-- Your task --
From the first line to the last, repeat the data below exactly.

-- Collection entries --
◆ ◆ ◆

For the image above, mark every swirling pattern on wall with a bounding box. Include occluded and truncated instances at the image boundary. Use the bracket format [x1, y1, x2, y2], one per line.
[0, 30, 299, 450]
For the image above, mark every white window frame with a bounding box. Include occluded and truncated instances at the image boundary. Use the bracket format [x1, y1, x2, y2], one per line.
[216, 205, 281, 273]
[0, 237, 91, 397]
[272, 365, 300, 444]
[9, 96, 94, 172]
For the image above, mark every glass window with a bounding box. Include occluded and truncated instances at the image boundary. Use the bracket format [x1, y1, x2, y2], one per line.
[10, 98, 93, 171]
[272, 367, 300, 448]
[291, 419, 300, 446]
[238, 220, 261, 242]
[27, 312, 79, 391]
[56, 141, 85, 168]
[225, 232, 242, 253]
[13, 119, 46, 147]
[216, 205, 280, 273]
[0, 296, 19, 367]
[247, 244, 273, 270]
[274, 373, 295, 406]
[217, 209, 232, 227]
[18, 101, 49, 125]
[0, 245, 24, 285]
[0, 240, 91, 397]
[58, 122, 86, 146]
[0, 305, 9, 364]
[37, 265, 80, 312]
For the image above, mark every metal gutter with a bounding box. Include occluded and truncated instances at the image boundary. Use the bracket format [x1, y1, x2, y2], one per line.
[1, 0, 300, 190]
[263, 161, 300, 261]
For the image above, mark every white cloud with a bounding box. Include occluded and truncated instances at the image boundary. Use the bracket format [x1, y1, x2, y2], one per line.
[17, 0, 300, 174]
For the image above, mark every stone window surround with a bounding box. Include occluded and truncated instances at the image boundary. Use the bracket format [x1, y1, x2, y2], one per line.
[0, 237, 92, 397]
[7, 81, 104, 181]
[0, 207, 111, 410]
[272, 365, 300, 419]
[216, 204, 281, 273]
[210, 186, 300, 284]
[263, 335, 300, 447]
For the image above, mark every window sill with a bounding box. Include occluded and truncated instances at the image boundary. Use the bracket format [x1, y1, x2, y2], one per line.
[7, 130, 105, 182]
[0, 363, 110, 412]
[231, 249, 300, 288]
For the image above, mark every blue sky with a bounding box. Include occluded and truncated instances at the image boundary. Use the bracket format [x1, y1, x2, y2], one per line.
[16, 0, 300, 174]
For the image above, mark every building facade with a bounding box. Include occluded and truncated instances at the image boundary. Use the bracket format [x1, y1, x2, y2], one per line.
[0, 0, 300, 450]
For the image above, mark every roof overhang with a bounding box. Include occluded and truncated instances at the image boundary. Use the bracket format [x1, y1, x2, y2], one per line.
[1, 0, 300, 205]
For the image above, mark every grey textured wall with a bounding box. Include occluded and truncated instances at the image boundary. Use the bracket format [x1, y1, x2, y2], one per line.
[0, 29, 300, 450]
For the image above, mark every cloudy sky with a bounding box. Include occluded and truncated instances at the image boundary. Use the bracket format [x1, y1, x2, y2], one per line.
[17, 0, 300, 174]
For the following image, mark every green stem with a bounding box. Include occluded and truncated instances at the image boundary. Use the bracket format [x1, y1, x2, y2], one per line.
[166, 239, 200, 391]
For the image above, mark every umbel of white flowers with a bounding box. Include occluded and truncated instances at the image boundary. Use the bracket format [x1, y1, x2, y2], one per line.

◆ ◆ ◆

-- Exercise solution --
For the image above, mark every swirling pattern on wall with a bounding box. Include occluded and truncated instances at the image boundary. Use the bracket format [x1, y1, x2, y2], one per line.
[0, 30, 299, 450]
For the image above, mark every white window frame with a bounding box. Include occluded and truncated instances at the image boundary. Use the bracket format [x1, y1, x2, y2], one per line.
[216, 205, 281, 273]
[0, 237, 91, 397]
[272, 365, 300, 444]
[9, 96, 94, 172]
For the image above, mark every glass window with a bounding box. Include occluded and truncated instances at the image boundary. Use the bracket format [x1, y1, x2, y2], one per line.
[10, 98, 93, 171]
[272, 367, 300, 448]
[291, 419, 300, 446]
[238, 220, 261, 242]
[27, 312, 79, 391]
[56, 141, 85, 168]
[225, 232, 242, 253]
[13, 119, 46, 147]
[216, 205, 280, 273]
[0, 296, 19, 367]
[247, 244, 273, 270]
[274, 373, 295, 406]
[217, 209, 232, 227]
[18, 101, 49, 125]
[0, 245, 24, 285]
[0, 240, 91, 397]
[58, 122, 86, 146]
[0, 305, 9, 364]
[37, 265, 80, 312]
For the image above, mark every metal gutter with a bounding box. Include occluded and truncated instances at the image boundary. Use the bracket format [x1, y1, x2, y2], one per line.
[1, 0, 300, 190]
[263, 161, 300, 261]
For the image above, mark every white cloud with a bounding box. Include occluded and truncated instances at the image boundary. Use the bracket format [x1, y1, x2, y2], one per line.
[17, 0, 300, 174]
For the image above, mark every stone window surround with a bounding box. Include occluded and truncated instances at the image boundary. Use the bracket format [x1, y1, x2, y2], one per line.
[0, 237, 92, 397]
[7, 81, 104, 181]
[0, 207, 111, 410]
[272, 365, 300, 419]
[216, 204, 281, 273]
[210, 186, 300, 284]
[263, 335, 300, 447]
For the image above, mark every window sill with a bounding box. Include occluded and truncated instances at the image boundary. Use the bracket format [x1, y1, x2, y2], one per line.
[7, 130, 105, 182]
[0, 363, 110, 412]
[231, 249, 300, 288]
For the image above, mark every blue sky with a bounding box. Include occluded and truncated instances at the image boundary. Use the bracket format [x1, y1, x2, y2], one per line.
[16, 0, 300, 174]
For the image above, mark every building facade with a bounding box. Include occluded and truncated instances at the image boundary. Use the bracket format [x1, y1, x2, y2], one per line.
[0, 0, 300, 450]
For the image above, mark every roof overhang with a bounding box. Include occluded and truncated instances at the image boundary. Use the bracket format [x1, y1, x2, y2], one per line.
[1, 0, 300, 205]
For the image above, mark every grey textured wall with a bounding box. Include occluded and truncated instances at the image boundary. Use the bracket format [x1, y1, x2, y2], one per line.
[0, 29, 300, 450]
For the image above, mark every cloudy sky with a bounding box. Include occluded and truncated instances at the image boundary. Use the bracket format [x1, y1, x2, y2], one per line.
[17, 0, 300, 174]
For the following image, mark every green stem with a bounding box. Include occluded and truncated instances at the image boundary. Use the bracket format [x1, y1, x2, y2], one per line.
[166, 239, 200, 391]
For the image above, mark every umbel of white flowers with a bounding box. Include occluded and truncated instances at the image boundary. Use the bracket format [x1, y1, x2, y2], one per line.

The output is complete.